EXERCISE: Restate word for word the lines from the one containing "For a UI automation task, identify the black" through the end of the listing below, with both ends included.

RECORDS FOR THIS TASK:

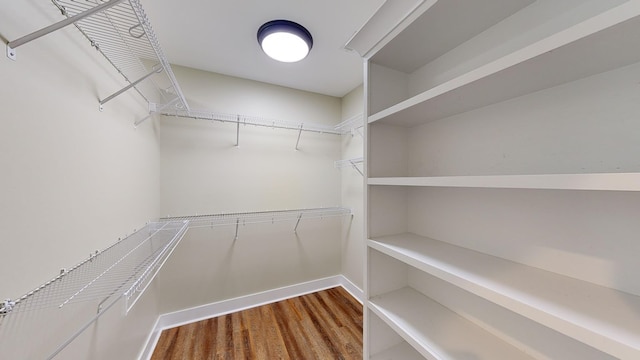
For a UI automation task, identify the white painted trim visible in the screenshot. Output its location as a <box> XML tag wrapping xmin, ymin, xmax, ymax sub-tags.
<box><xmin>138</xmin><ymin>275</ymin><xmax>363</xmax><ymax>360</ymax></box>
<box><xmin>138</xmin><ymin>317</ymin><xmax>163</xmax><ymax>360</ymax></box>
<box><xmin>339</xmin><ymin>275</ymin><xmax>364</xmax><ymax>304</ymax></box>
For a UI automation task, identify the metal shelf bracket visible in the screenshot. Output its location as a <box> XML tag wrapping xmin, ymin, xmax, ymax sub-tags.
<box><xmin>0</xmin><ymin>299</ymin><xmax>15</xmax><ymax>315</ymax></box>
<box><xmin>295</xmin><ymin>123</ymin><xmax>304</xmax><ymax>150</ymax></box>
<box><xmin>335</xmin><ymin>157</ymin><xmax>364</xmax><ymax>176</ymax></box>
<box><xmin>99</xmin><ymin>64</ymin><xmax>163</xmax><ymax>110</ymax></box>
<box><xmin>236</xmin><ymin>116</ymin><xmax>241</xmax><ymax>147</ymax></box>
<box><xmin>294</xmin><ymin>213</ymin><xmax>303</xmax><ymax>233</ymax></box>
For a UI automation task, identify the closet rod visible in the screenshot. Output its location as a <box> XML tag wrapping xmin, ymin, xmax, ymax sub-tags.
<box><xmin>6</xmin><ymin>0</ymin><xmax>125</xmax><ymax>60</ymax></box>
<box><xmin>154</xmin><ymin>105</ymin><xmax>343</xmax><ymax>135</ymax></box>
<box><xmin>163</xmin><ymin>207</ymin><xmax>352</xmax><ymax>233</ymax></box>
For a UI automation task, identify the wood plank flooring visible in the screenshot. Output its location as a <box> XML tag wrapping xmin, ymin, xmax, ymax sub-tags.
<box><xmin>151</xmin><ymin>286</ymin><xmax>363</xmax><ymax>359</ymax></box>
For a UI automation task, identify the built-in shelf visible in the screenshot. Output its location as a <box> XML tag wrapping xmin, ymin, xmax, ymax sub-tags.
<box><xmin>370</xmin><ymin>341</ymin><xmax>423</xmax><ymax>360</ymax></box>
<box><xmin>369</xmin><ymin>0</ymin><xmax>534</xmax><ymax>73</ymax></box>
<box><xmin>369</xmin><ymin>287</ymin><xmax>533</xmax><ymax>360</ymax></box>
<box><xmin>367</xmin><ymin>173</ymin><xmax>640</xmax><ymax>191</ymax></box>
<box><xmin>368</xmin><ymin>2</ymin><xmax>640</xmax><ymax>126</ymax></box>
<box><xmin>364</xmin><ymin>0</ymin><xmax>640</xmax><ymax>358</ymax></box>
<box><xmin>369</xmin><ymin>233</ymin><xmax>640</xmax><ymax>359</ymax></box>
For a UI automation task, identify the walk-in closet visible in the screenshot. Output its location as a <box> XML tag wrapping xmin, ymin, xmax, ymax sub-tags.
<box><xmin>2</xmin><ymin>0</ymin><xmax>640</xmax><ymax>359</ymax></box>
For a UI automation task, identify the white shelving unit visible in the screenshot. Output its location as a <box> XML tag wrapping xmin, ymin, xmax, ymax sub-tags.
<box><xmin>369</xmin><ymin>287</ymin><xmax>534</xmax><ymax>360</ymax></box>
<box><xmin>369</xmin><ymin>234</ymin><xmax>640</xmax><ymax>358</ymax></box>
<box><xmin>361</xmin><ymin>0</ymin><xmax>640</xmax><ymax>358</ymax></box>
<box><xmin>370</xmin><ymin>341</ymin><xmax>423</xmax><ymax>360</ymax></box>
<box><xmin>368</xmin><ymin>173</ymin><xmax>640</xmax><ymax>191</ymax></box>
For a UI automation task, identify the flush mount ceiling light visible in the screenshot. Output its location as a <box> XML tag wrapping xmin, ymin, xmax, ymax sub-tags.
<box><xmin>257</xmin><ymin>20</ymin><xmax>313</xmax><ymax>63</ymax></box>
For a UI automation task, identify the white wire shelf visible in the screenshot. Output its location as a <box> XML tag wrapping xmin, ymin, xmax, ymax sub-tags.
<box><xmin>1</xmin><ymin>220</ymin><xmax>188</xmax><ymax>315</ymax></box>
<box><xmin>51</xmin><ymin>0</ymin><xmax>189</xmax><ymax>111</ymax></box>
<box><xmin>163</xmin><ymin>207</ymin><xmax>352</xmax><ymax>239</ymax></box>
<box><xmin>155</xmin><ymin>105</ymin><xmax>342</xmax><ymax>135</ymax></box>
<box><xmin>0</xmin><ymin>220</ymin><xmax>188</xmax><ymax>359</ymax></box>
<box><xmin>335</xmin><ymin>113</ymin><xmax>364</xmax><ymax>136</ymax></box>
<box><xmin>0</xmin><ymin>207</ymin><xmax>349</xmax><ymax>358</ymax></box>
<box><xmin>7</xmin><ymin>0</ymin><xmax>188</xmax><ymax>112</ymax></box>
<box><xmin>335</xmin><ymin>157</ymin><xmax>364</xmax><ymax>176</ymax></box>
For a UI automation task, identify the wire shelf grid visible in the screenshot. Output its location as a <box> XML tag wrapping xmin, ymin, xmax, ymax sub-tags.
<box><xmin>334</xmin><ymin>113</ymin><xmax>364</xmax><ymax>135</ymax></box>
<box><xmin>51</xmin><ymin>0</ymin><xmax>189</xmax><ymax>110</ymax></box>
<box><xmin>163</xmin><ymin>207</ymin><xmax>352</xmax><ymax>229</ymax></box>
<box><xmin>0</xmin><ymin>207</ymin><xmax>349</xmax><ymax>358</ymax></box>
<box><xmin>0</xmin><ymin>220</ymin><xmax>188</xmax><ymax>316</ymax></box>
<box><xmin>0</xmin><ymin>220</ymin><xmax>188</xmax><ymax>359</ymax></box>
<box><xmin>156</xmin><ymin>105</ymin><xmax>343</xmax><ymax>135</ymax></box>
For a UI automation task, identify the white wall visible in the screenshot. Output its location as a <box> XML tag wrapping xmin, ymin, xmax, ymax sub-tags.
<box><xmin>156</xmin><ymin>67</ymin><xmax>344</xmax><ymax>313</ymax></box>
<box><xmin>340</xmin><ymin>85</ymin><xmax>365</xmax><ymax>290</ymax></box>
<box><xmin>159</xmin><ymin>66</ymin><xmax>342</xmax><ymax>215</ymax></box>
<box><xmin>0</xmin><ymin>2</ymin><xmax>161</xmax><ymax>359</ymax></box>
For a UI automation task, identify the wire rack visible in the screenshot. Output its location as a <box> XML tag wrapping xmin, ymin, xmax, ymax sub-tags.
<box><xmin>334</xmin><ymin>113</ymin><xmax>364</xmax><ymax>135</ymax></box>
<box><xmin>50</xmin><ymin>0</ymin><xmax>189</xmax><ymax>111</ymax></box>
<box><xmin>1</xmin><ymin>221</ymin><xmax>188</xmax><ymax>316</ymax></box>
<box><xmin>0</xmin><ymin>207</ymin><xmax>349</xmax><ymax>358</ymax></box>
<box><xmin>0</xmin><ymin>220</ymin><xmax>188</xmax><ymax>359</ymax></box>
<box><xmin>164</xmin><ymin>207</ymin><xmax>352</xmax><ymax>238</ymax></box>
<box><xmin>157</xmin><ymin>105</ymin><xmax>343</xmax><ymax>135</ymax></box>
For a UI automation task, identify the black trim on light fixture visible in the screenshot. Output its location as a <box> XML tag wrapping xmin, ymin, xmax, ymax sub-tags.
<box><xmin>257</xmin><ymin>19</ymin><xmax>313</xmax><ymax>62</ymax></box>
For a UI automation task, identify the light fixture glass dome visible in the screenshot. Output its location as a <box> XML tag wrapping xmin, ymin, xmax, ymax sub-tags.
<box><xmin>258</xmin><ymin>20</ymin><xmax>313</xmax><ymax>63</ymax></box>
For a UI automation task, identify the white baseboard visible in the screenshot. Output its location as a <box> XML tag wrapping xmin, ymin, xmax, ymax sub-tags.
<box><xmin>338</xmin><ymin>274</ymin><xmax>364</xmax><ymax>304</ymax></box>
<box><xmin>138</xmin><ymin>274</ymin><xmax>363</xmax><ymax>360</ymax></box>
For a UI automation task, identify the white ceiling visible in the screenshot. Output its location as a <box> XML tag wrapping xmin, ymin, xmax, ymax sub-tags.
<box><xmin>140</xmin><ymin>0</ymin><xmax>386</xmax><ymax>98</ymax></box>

RESPONSE:
For a UI automation task, identify the black trim on light fixture visible in the screenshot. Output its location as a <box> XML tag wrapping xmin, ymin, xmax, ymax sub-tags.
<box><xmin>257</xmin><ymin>19</ymin><xmax>313</xmax><ymax>62</ymax></box>
For a UI automation task, identify the light fixture glass dome visible in the screenshot. Output its location as a <box> XML tag wrapping xmin, ymin, xmax, ymax sub-tags.
<box><xmin>258</xmin><ymin>20</ymin><xmax>313</xmax><ymax>63</ymax></box>
For a UI automation task, identify the white baseboard visible in the screenshot. Output its location as a <box> XML tag wrapping xmin, ymin, xmax, ymax sub-tags.
<box><xmin>338</xmin><ymin>274</ymin><xmax>364</xmax><ymax>304</ymax></box>
<box><xmin>138</xmin><ymin>274</ymin><xmax>363</xmax><ymax>360</ymax></box>
For a UI automation task, identify the white ceiling visible in the screenshot. Output its location as a <box> XML tag wrapping xmin, ymin, xmax, ymax sub-tags.
<box><xmin>140</xmin><ymin>0</ymin><xmax>386</xmax><ymax>98</ymax></box>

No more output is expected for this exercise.